## To do
Tally the lines in the listing below that contain the string "neck". Reply with the number only.

Saved dataset items:
⁂
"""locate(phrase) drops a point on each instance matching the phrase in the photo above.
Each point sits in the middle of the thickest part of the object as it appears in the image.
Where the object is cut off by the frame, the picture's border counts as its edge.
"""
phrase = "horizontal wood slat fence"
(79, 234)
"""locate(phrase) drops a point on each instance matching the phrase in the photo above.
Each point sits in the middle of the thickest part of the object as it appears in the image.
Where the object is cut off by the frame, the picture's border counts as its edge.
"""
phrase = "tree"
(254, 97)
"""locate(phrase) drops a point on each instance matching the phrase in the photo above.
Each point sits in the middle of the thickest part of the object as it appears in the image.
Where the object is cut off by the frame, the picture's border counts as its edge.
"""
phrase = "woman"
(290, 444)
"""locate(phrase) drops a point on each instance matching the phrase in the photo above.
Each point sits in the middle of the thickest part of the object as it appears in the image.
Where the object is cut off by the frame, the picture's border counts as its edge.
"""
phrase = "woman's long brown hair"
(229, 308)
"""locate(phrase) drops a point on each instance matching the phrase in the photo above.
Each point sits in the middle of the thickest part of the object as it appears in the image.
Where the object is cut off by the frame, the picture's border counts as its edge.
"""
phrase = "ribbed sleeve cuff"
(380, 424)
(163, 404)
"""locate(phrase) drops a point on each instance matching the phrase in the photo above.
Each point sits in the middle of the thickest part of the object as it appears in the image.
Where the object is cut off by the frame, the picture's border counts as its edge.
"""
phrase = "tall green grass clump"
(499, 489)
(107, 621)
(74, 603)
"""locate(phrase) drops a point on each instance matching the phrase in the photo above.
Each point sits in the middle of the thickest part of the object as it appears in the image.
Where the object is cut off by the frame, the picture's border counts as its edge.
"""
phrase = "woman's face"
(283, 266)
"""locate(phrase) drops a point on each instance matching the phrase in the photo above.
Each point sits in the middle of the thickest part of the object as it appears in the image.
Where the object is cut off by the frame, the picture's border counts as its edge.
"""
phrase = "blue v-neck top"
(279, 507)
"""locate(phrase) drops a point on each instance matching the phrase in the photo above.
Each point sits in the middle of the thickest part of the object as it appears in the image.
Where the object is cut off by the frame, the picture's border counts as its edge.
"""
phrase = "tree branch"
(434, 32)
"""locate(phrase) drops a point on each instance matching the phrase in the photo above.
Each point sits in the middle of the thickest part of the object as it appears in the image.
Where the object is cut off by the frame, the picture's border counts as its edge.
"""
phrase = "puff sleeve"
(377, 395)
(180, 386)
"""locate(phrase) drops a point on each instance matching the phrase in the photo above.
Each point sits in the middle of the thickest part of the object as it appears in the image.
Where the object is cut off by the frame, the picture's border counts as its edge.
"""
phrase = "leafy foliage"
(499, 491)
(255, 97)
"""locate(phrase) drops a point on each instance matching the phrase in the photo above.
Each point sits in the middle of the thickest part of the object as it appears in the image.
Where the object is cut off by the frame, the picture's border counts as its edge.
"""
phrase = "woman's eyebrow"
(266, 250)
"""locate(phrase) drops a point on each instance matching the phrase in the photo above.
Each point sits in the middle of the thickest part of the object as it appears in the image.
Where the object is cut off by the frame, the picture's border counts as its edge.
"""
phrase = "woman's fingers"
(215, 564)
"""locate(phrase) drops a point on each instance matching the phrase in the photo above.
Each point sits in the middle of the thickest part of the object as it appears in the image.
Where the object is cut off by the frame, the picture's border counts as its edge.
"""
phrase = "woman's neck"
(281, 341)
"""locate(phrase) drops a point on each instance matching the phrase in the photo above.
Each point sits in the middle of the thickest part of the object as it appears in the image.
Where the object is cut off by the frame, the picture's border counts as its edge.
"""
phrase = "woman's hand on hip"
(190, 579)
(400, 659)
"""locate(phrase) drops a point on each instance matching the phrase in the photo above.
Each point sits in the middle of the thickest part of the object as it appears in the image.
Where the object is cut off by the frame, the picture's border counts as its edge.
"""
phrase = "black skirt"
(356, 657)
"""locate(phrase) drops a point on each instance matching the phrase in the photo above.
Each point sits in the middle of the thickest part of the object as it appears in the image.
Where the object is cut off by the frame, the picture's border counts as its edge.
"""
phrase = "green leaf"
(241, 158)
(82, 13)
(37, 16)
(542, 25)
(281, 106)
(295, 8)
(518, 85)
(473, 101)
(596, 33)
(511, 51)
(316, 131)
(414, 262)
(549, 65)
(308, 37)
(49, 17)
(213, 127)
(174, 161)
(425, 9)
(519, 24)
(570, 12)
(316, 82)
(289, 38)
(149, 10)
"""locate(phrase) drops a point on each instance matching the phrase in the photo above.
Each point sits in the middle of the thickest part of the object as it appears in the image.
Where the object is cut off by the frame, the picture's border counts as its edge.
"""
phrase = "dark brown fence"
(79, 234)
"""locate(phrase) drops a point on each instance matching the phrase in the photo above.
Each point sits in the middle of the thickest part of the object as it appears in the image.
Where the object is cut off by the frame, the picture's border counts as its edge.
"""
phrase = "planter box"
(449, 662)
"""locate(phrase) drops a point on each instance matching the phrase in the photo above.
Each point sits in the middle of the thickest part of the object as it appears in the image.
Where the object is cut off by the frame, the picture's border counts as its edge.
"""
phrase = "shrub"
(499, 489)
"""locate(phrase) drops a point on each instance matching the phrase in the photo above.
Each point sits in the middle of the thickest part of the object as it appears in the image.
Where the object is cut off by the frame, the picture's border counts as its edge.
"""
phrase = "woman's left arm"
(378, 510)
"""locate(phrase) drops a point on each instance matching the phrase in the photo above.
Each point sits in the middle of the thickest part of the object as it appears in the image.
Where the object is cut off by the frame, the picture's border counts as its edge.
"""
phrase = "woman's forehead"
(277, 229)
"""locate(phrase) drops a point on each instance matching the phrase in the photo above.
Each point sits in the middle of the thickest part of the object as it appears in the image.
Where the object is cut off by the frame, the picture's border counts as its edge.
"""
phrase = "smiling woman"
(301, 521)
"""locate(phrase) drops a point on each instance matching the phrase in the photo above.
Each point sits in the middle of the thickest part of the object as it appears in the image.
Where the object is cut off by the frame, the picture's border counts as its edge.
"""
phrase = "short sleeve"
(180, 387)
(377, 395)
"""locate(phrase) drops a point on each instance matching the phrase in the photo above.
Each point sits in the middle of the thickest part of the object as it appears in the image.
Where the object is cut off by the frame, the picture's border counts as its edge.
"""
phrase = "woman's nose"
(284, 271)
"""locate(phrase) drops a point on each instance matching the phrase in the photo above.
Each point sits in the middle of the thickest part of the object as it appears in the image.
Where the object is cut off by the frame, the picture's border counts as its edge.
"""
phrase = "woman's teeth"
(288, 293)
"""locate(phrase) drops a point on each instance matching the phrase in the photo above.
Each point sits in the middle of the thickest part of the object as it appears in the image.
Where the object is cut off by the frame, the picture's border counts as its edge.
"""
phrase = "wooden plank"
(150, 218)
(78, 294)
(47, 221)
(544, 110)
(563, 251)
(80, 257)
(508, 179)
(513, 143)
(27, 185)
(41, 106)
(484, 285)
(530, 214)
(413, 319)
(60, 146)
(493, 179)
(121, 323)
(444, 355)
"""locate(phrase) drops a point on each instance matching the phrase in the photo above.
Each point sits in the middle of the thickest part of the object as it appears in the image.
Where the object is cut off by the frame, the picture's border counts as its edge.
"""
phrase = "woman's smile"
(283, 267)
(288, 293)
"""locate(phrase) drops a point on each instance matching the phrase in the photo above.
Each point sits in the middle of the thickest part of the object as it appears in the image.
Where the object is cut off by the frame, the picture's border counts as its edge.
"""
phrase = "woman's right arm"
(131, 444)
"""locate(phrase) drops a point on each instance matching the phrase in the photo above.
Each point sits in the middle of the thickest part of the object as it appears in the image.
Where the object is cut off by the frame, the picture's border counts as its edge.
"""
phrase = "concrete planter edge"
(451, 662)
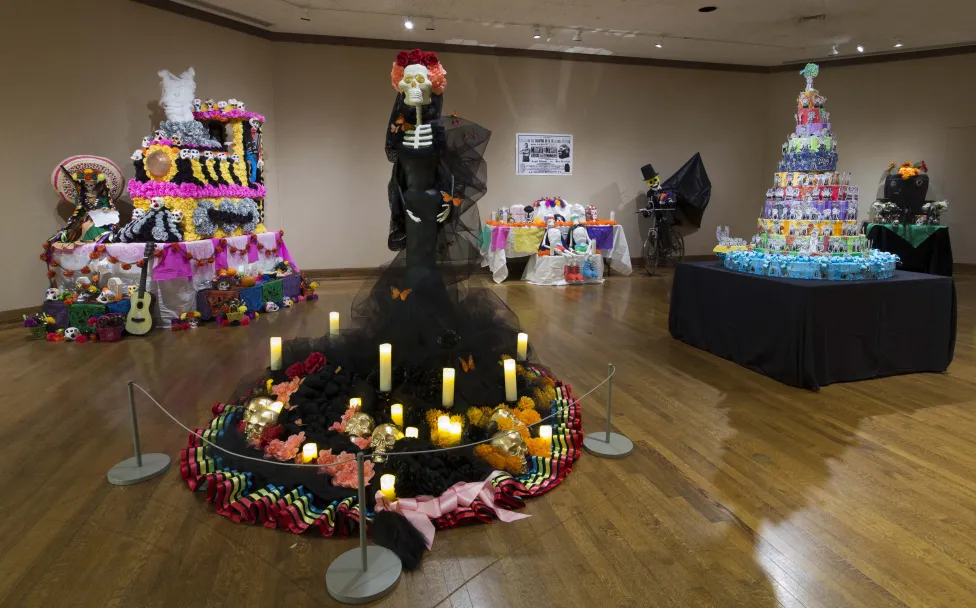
⁂
## Completed exercise
2